--- START Recorded information ---
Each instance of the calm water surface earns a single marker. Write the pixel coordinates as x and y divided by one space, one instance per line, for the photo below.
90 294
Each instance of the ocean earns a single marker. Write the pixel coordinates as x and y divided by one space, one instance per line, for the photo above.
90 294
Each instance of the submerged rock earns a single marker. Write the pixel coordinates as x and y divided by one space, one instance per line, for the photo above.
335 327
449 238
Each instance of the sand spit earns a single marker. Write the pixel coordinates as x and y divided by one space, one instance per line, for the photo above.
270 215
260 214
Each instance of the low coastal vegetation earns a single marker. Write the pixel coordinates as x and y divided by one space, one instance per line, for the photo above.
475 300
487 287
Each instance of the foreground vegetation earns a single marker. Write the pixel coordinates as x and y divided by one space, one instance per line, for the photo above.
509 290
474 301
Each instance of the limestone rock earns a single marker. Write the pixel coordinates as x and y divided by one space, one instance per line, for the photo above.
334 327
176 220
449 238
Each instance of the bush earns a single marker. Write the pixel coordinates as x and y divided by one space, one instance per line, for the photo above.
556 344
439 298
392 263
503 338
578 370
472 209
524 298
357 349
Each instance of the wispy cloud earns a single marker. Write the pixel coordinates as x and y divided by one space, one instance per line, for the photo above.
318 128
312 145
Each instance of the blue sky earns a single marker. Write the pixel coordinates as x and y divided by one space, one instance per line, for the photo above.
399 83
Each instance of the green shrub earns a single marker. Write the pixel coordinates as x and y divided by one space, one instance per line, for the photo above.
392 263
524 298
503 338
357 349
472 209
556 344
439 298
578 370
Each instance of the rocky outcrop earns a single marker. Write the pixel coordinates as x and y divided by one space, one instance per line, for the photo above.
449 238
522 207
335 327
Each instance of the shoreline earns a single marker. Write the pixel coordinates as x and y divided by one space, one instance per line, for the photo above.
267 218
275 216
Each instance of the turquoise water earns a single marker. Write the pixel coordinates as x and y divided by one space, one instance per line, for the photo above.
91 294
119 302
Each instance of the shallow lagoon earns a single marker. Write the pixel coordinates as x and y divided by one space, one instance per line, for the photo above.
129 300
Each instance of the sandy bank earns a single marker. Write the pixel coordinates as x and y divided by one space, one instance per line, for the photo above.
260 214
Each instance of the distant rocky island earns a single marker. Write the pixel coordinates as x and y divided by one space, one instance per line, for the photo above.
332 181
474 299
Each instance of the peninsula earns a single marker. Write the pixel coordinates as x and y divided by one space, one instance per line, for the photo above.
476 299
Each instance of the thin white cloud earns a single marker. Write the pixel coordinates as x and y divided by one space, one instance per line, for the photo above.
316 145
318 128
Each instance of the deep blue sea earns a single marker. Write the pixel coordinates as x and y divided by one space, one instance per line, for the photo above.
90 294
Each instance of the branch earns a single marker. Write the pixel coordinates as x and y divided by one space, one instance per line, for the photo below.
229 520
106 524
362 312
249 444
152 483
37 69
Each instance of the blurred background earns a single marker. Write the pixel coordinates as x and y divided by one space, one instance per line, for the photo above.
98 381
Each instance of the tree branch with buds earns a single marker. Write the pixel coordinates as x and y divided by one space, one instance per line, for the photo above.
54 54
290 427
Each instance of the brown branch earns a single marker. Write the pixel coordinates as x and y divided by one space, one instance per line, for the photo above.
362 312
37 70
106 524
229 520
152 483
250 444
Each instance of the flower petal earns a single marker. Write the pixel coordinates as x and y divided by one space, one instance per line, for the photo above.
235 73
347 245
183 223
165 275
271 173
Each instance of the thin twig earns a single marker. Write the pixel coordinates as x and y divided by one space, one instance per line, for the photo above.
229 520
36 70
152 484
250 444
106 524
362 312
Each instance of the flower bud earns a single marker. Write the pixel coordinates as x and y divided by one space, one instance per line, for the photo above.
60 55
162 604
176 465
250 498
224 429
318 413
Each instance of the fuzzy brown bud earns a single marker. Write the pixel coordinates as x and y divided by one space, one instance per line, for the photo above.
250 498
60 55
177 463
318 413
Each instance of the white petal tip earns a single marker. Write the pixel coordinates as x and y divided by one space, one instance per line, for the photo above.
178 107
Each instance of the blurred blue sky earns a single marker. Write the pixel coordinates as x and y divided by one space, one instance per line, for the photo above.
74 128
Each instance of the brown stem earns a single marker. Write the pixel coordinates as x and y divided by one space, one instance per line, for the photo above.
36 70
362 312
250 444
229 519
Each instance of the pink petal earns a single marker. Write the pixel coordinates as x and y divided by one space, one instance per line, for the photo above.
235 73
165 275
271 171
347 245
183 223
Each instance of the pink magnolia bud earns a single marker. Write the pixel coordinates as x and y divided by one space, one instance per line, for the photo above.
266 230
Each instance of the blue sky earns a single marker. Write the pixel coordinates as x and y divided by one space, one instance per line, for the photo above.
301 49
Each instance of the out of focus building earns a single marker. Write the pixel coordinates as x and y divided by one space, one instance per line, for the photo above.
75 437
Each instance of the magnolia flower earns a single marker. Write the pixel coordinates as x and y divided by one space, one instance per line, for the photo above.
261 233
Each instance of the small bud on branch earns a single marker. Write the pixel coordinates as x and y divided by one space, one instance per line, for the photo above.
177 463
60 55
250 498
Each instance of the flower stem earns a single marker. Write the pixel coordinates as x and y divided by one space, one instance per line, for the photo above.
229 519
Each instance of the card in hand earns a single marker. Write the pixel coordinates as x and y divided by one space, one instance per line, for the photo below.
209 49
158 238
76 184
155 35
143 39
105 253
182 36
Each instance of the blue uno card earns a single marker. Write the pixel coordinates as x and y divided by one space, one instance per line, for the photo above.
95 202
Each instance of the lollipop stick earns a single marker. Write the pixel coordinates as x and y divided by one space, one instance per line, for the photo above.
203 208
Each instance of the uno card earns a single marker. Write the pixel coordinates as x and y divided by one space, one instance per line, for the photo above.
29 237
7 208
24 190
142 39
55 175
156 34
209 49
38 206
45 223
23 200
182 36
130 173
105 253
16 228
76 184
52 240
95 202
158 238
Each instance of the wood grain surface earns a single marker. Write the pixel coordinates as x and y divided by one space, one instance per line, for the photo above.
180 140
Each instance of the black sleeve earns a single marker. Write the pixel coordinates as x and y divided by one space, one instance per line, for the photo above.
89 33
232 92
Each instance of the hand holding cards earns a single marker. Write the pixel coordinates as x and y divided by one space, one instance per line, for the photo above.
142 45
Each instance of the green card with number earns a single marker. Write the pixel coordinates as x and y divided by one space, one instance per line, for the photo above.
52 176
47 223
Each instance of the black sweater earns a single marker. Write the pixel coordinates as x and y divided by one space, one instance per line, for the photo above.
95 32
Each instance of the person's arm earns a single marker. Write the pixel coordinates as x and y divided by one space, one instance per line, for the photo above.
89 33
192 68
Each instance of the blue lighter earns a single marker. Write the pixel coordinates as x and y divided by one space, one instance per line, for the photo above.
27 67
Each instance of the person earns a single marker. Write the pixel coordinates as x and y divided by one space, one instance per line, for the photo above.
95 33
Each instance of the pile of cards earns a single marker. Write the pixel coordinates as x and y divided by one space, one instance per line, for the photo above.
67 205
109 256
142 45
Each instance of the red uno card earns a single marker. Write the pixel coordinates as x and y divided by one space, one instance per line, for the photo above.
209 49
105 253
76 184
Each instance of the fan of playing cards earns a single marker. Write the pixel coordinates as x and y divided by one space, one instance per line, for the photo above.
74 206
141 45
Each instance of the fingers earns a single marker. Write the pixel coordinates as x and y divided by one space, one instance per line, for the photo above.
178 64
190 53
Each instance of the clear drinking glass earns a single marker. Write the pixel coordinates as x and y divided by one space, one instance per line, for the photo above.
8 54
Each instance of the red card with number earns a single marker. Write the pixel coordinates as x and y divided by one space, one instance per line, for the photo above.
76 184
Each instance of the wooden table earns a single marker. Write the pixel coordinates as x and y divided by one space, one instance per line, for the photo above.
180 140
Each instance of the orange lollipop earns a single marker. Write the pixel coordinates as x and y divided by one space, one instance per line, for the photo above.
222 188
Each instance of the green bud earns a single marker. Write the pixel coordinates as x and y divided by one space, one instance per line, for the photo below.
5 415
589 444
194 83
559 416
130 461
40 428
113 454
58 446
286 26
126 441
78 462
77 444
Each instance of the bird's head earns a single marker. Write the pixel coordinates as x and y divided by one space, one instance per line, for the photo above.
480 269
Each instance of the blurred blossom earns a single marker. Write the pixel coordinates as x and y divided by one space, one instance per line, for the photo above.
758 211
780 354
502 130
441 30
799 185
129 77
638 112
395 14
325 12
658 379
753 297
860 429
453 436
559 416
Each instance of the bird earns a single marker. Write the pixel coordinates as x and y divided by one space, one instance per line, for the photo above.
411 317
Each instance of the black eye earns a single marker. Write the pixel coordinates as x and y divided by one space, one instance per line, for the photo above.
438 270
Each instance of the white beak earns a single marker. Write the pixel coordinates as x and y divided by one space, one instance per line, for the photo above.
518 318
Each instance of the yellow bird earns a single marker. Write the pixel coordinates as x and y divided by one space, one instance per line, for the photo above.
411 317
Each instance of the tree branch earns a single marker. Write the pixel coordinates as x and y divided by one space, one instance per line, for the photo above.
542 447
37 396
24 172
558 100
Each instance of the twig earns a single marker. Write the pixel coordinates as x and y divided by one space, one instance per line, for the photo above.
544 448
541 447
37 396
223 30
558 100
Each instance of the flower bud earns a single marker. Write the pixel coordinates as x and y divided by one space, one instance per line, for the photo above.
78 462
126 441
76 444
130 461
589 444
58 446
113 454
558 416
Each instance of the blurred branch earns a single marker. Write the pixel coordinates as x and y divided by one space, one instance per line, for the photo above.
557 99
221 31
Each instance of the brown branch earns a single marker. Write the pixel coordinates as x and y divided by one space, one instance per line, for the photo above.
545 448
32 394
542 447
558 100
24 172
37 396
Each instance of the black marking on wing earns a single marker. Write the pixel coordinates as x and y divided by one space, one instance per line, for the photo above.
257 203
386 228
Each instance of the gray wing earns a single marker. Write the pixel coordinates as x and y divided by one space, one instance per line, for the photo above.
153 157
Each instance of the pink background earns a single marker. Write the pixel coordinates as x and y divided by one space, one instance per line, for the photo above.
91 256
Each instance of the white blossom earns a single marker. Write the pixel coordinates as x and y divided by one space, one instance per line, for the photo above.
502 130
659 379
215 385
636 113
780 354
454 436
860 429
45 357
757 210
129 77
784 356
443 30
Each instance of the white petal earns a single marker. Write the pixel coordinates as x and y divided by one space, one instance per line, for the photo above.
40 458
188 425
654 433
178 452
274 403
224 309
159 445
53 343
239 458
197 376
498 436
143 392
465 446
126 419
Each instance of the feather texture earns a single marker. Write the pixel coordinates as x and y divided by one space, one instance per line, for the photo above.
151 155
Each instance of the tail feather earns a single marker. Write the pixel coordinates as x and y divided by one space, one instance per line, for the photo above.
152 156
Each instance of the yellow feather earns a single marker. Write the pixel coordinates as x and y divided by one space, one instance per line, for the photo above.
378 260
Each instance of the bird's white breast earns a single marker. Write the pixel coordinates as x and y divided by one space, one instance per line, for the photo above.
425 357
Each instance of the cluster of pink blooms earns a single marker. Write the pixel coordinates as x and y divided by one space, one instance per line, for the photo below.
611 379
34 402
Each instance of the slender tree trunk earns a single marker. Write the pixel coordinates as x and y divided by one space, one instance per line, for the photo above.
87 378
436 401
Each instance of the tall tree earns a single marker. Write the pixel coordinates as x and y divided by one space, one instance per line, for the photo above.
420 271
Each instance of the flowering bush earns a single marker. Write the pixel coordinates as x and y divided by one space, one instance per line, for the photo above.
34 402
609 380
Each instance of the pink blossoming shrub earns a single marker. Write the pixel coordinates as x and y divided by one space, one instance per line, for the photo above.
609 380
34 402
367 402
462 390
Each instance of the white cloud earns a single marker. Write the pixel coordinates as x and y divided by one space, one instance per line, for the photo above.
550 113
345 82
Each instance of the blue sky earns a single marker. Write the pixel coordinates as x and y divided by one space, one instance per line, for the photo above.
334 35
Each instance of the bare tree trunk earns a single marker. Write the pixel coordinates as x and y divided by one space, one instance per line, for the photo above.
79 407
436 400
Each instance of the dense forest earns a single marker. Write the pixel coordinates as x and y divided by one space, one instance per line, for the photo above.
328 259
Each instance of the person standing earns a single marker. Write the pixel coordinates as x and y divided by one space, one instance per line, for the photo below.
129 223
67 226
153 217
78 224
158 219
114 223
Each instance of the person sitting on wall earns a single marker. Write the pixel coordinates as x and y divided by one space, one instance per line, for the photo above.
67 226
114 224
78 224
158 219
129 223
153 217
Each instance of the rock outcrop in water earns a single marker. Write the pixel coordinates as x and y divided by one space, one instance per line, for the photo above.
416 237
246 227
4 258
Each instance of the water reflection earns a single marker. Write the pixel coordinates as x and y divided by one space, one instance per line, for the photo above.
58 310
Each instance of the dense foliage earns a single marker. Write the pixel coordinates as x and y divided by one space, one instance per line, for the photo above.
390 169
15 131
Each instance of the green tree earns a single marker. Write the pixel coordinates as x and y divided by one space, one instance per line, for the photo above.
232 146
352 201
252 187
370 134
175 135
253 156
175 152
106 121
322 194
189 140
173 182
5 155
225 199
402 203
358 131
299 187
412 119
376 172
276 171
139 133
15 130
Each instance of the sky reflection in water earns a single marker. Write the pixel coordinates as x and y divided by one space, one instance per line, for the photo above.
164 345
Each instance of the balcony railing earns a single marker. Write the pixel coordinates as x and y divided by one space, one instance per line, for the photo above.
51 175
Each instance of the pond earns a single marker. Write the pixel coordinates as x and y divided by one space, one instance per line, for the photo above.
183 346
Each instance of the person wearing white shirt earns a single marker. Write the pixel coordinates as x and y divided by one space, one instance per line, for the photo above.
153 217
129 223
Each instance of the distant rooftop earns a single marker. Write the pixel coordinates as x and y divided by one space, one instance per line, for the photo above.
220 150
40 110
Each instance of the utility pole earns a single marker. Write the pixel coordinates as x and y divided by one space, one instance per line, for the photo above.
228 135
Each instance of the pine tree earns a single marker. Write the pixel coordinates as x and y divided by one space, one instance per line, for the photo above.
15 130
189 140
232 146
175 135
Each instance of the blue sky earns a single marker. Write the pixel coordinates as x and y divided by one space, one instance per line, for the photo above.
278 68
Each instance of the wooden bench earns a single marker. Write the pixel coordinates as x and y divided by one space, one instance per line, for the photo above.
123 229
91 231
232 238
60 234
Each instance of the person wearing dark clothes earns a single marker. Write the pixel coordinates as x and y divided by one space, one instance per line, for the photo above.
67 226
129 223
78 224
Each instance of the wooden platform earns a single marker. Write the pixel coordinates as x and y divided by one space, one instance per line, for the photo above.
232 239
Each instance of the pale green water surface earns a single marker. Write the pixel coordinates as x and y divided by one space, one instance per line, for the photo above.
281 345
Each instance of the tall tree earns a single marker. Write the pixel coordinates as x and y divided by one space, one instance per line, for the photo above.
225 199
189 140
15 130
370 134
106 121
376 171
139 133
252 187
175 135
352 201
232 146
--- END Recorded information ---
### Given task
Copy out exactly the lines from the line with "Each instance of the wooden platform" to the end of the listing, including both of those lines, and give nothing else.

### Full output
Each instance of the wooden platform earns a single marker. Write the pixel coordinates as x and y divided by one space, one instance per line, for the photo above.
232 239
Each instance of the pale green water surface earns a single marker. Write the pixel coordinates as x and y divided by one space, one instance per line, for the photo above.
281 345
Each instance of the tall tree earns a single marker. Write the pixel coordinates as x and y divided by one space, one instance per line, for the photo above.
225 199
189 140
15 130
370 134
106 121
376 171
139 133
252 187
175 135
352 201
232 146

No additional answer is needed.